*** Opening of DOCUMENT TEXT ***

Here is my point: Buchanan can call the Catholic faithful to have more children. He can bewail the demographic decline of Europe. But if this decline is merely a symptom of Europe's abandonment of Christianity, then the correct response to declining birth rates is: "So what?" The patient has spiritual cancer. Taking away his condoms is not going to make him well.
THE BATTLE IN THE BEDROOMS
Islam has high birth rates, but this is changing. It is changing especially fast in Iran, which is now below replacement rate. Around the world, Islamic birth rates are falling.
Nevertheless, if Muslims maintain birth rates above 2.1 children per woman, and Catholics in Italy and Spain do not, then Islam will inherit Italy and Spain. So far, this is happening.
If the Christianity of Western Europe is so present-oriented that it cannot keep pace with Islam in the bedroom, it will do no good to preach about having an extra child. Again, the cause is more deeply rooted than the adoption of condoms. Standing on the sidelines and saying, "Oh, woe!" about comparative birth rates is an exercise in futility.
If Western Europe has abandoned Christianity, which it did with abandon after World War II, then it is neither here nor there that whites will lose Europe. Either Christendom is worth defending against all challenges, or else the critics are merely racists in drag. "Gotta stop them wogs!" Why? "'Cause they're wogs!"

*** Close of DOCUMENT TEXT ***

▶ [APPLY WHAT YOU READ]
[a] Name every country that the passage on birth rates mentions by name.
[b] Reproduce the passage on birth rates from "THE BATTLE IN" to "exercise in futility.".
[c] According to the passage on birth rates, which country is now below replacement rate?
The material that comes next is separate from the passage on birth rates.

*** Opening of RECORD SET ***

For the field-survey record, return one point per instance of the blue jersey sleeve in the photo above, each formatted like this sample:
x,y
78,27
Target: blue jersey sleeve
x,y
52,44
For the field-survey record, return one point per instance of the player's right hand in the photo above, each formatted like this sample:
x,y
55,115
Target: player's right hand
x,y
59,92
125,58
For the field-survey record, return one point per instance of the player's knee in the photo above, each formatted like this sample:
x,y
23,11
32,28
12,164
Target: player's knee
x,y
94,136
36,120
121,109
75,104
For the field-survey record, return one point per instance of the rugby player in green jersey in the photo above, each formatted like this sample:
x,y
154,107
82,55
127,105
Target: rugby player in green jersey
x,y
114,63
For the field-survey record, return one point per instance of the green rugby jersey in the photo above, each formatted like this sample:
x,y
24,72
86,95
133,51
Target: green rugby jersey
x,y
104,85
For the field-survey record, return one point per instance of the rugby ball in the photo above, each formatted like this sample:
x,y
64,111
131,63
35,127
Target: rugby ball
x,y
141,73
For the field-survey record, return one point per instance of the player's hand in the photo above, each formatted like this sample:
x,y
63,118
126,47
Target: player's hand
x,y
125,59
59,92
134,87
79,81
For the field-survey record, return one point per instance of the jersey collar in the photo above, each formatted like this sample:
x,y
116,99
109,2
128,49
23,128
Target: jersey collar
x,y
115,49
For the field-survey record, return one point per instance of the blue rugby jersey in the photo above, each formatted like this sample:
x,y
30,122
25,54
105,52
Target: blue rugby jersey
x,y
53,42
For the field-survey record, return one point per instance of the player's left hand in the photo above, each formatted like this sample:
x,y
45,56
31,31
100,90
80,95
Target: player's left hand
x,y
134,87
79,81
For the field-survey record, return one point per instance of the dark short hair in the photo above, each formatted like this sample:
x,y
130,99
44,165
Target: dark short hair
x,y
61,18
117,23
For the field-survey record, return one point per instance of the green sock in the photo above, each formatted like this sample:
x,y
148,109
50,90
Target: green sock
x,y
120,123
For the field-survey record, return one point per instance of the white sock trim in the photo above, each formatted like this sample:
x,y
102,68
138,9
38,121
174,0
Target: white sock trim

*** Close of RECORD SET ***

▶ [ANSWERS BY ITEM]
[a] Iran, Italy, Spain

[b]
THE BATTLE IN THE BEDROOMS
Islam has high birth rates, but this is changing. It is changing especially fast in Iran, which is now below replacement rate. Around the world, Islamic birth rates are falling.
Nevertheless, if Muslims maintain birth rates above 2.1 children per woman, and Catholics in Italy and Spain do not, then Islam will inherit Italy and Spain. So far, this is happening.
If the Christianity of Western Europe is so present-oriented that it cannot keep pace with Islam in the bedroom, it will do no good to preach about having an extra child. Again, the cause is more deeply rooted than the adoption of condoms. Standing on the sidelines and saying, "Oh, woe!" about comparative birth rates is an exercise in futility.

[c] Iran